Surprises in clojure.set

2015-06-16 • 2385 words

[Update August 2, 2015: Parts of this post have been revised to "tone down the snark". This post was a byproduct of frustration with the design of the clojure.set API, but in some places I had expressed that frustration in ways that were merely cathartic and sensational, not constructive or informative.]

Lately I have been implementing the clojure.set API for Cloje, and as usual, Clojure's APIs are full of surprises, particularly if you pass unexpected types.

Indeed, every clojure.set function I have looked at so far has its own peculiar way of handling this obvious edge case. In general, the lack of type checking results in unexpected or unpredictable behavior that may confuse the user and make bugs harder to diagnose.

Let's start with some fairly mundane examples, then work our way up to the truly puzzling. I'll then explain why this is a problem, and describe how I'm addressing it in Cloje.

difference

What happens if you try to get the difference between a set and a non-set collection? Let's try it:

user=> (clojure.set/difference #{1 2 3} '(1 3))
#{2}

Hey, that's pretty good! That is one of the two possible results I would expect, the other being a type error. What happens if we change the first argument from a set to a list?

user=> (clojure.set/difference '(1 2 3) '(1 3))
  ClassCastException clojure.lang.PersistentList cannot be cast to clojure.lang.IPersistentSet
  clojure.core/disj (core.clj:1449)

There you go, a type error. Okay, that's not too bad. What happens if we pass in just one list?

user=> (clojure.set/difference '(1 2 3))
(1 2 3)

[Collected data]
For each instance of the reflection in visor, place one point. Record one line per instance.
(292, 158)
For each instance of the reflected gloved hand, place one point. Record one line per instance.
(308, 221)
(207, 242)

▶ **Task to complete**: In the clojure.set text, what exception does difference throw when its first argument is a list instead of a set?

▶ **Reply**: A ClassCastException saying clojure.lang.PersistentList cannot be cast to clojure.lang.IPersistentSet.